====== Dataset records ======
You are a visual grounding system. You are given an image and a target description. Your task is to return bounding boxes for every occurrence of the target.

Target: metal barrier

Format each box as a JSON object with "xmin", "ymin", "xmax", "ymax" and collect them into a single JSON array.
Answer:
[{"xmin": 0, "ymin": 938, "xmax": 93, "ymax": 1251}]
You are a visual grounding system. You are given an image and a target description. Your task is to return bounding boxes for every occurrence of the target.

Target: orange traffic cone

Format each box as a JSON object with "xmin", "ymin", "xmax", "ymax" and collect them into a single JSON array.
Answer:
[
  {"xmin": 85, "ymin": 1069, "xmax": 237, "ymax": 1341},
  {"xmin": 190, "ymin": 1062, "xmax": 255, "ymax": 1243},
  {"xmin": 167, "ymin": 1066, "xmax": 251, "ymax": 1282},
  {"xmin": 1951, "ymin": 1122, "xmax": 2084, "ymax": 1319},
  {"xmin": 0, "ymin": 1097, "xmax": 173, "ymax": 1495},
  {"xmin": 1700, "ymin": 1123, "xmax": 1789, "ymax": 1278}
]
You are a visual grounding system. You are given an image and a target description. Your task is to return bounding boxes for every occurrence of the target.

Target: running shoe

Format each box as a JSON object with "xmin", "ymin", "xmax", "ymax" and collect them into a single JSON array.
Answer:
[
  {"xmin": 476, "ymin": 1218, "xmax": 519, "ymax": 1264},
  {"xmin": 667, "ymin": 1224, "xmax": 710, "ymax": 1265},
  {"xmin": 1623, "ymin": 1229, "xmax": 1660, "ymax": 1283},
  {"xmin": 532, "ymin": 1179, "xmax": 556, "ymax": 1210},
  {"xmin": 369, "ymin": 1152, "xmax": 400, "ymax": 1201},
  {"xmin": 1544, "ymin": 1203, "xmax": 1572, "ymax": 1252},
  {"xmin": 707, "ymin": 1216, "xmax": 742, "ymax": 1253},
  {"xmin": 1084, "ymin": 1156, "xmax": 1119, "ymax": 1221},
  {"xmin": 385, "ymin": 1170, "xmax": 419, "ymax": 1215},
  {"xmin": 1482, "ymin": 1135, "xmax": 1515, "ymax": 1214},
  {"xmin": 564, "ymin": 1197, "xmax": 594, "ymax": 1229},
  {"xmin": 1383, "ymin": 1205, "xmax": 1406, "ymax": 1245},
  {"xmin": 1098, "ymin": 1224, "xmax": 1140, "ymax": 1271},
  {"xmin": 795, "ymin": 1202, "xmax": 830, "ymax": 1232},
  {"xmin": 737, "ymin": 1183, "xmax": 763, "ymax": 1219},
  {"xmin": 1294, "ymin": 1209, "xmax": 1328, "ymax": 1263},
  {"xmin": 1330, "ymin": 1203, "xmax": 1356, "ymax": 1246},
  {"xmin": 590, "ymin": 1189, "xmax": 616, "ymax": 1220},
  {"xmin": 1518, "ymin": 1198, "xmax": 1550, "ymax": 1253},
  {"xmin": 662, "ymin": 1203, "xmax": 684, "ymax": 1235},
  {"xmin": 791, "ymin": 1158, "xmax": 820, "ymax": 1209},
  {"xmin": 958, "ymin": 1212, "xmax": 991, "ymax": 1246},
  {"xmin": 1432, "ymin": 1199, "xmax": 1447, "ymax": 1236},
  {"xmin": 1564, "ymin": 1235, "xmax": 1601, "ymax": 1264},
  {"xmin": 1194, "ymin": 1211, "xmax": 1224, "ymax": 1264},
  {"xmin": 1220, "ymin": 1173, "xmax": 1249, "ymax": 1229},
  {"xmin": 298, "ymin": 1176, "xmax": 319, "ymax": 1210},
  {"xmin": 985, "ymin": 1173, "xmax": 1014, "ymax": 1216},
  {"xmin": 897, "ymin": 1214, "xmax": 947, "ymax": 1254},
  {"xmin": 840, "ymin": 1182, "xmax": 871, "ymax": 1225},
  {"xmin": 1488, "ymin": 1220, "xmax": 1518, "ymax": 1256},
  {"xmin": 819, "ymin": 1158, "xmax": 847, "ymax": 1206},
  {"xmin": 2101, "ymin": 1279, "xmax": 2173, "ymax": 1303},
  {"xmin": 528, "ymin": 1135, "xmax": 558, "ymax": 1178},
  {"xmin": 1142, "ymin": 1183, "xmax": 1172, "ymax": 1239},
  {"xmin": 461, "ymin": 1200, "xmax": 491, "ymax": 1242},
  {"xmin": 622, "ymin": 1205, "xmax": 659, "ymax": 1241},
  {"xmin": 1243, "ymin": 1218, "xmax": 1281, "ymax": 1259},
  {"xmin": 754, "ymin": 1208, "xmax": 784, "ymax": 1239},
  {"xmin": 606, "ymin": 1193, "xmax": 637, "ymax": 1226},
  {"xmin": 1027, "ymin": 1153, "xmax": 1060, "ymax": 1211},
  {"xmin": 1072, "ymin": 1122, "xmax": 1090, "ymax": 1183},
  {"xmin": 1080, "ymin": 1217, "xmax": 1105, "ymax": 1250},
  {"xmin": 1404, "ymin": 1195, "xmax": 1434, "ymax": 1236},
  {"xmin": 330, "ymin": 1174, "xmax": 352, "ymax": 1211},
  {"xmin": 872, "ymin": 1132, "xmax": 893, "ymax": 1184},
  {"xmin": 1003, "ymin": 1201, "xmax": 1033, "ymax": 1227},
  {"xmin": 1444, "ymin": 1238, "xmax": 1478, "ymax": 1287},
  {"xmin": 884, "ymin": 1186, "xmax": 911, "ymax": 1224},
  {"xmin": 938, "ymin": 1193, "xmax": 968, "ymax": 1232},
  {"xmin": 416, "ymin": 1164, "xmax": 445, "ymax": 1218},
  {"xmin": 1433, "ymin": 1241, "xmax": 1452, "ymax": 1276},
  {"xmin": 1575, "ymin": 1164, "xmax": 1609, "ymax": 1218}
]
======
**What the task asks**
Write the records again exactly as they stand.

**Expected output**
You are a visual grounding system. You are given an image and a target description. Your task is to return bounding boxes for every occurrence of the target.

Target: metal barrier

Format each box as a JSON object with "xmin", "ymin", "xmax", "ymax" and collect them into a single JSON array.
Answer:
[{"xmin": 0, "ymin": 938, "xmax": 93, "ymax": 1251}]
You are a visual grounding system. You are given an image and a target description. Your task is to return bounding boxes for every occurrence of the target.

Target: orange traffic cone

Format each box as a JSON object with "xmin", "ymin", "xmax", "ymax" and collect them into a single JSON array.
Answer:
[
  {"xmin": 85, "ymin": 1069, "xmax": 237, "ymax": 1341},
  {"xmin": 190, "ymin": 1062, "xmax": 255, "ymax": 1243},
  {"xmin": 167, "ymin": 1066, "xmax": 251, "ymax": 1282},
  {"xmin": 1951, "ymin": 1122, "xmax": 2084, "ymax": 1319},
  {"xmin": 0, "ymin": 1097, "xmax": 173, "ymax": 1495},
  {"xmin": 1700, "ymin": 1123, "xmax": 1789, "ymax": 1278}
]
You are a visual grounding system. You are given an image and a target description. Your task is to return bounding boxes for every occurrence of the target.

Target: running shoe

Format each box as a JSON object with "xmin", "ymin", "xmax", "ymax" and collect them into a single JSON array.
Answer:
[
  {"xmin": 476, "ymin": 1218, "xmax": 519, "ymax": 1264},
  {"xmin": 667, "ymin": 1224, "xmax": 710, "ymax": 1265},
  {"xmin": 1623, "ymin": 1229, "xmax": 1660, "ymax": 1283},
  {"xmin": 532, "ymin": 1179, "xmax": 556, "ymax": 1210},
  {"xmin": 369, "ymin": 1152, "xmax": 400, "ymax": 1201},
  {"xmin": 1544, "ymin": 1203, "xmax": 1572, "ymax": 1252},
  {"xmin": 707, "ymin": 1216, "xmax": 742, "ymax": 1253},
  {"xmin": 1084, "ymin": 1156, "xmax": 1119, "ymax": 1221},
  {"xmin": 385, "ymin": 1170, "xmax": 419, "ymax": 1215},
  {"xmin": 1482, "ymin": 1135, "xmax": 1515, "ymax": 1214},
  {"xmin": 564, "ymin": 1197, "xmax": 594, "ymax": 1229},
  {"xmin": 1383, "ymin": 1205, "xmax": 1406, "ymax": 1245},
  {"xmin": 1098, "ymin": 1224, "xmax": 1140, "ymax": 1271},
  {"xmin": 795, "ymin": 1202, "xmax": 830, "ymax": 1232},
  {"xmin": 737, "ymin": 1183, "xmax": 763, "ymax": 1219},
  {"xmin": 1294, "ymin": 1209, "xmax": 1328, "ymax": 1263},
  {"xmin": 1330, "ymin": 1203, "xmax": 1356, "ymax": 1246},
  {"xmin": 590, "ymin": 1189, "xmax": 616, "ymax": 1220},
  {"xmin": 1518, "ymin": 1198, "xmax": 1550, "ymax": 1253},
  {"xmin": 662, "ymin": 1203, "xmax": 684, "ymax": 1235},
  {"xmin": 791, "ymin": 1158, "xmax": 820, "ymax": 1209},
  {"xmin": 958, "ymin": 1212, "xmax": 991, "ymax": 1246},
  {"xmin": 1432, "ymin": 1199, "xmax": 1447, "ymax": 1236},
  {"xmin": 1564, "ymin": 1235, "xmax": 1601, "ymax": 1264},
  {"xmin": 1194, "ymin": 1211, "xmax": 1224, "ymax": 1264},
  {"xmin": 1220, "ymin": 1173, "xmax": 1249, "ymax": 1229},
  {"xmin": 298, "ymin": 1176, "xmax": 319, "ymax": 1210},
  {"xmin": 985, "ymin": 1173, "xmax": 1014, "ymax": 1216},
  {"xmin": 897, "ymin": 1214, "xmax": 947, "ymax": 1254},
  {"xmin": 840, "ymin": 1182, "xmax": 871, "ymax": 1225},
  {"xmin": 1488, "ymin": 1220, "xmax": 1518, "ymax": 1256},
  {"xmin": 819, "ymin": 1158, "xmax": 847, "ymax": 1206},
  {"xmin": 2101, "ymin": 1279, "xmax": 2173, "ymax": 1303},
  {"xmin": 528, "ymin": 1135, "xmax": 558, "ymax": 1178},
  {"xmin": 1142, "ymin": 1183, "xmax": 1172, "ymax": 1239},
  {"xmin": 461, "ymin": 1200, "xmax": 491, "ymax": 1242},
  {"xmin": 622, "ymin": 1205, "xmax": 659, "ymax": 1241},
  {"xmin": 1243, "ymin": 1218, "xmax": 1281, "ymax": 1259},
  {"xmin": 754, "ymin": 1208, "xmax": 784, "ymax": 1239},
  {"xmin": 606, "ymin": 1193, "xmax": 637, "ymax": 1226},
  {"xmin": 1027, "ymin": 1153, "xmax": 1060, "ymax": 1211},
  {"xmin": 1072, "ymin": 1122, "xmax": 1090, "ymax": 1183},
  {"xmin": 1080, "ymin": 1217, "xmax": 1105, "ymax": 1250},
  {"xmin": 1404, "ymin": 1195, "xmax": 1434, "ymax": 1236},
  {"xmin": 330, "ymin": 1174, "xmax": 352, "ymax": 1211},
  {"xmin": 872, "ymin": 1132, "xmax": 893, "ymax": 1184},
  {"xmin": 1003, "ymin": 1201, "xmax": 1033, "ymax": 1227},
  {"xmin": 1444, "ymin": 1238, "xmax": 1478, "ymax": 1287},
  {"xmin": 884, "ymin": 1186, "xmax": 911, "ymax": 1224},
  {"xmin": 938, "ymin": 1193, "xmax": 968, "ymax": 1232},
  {"xmin": 416, "ymin": 1164, "xmax": 445, "ymax": 1218},
  {"xmin": 1433, "ymin": 1241, "xmax": 1452, "ymax": 1276},
  {"xmin": 1575, "ymin": 1164, "xmax": 1609, "ymax": 1218}
]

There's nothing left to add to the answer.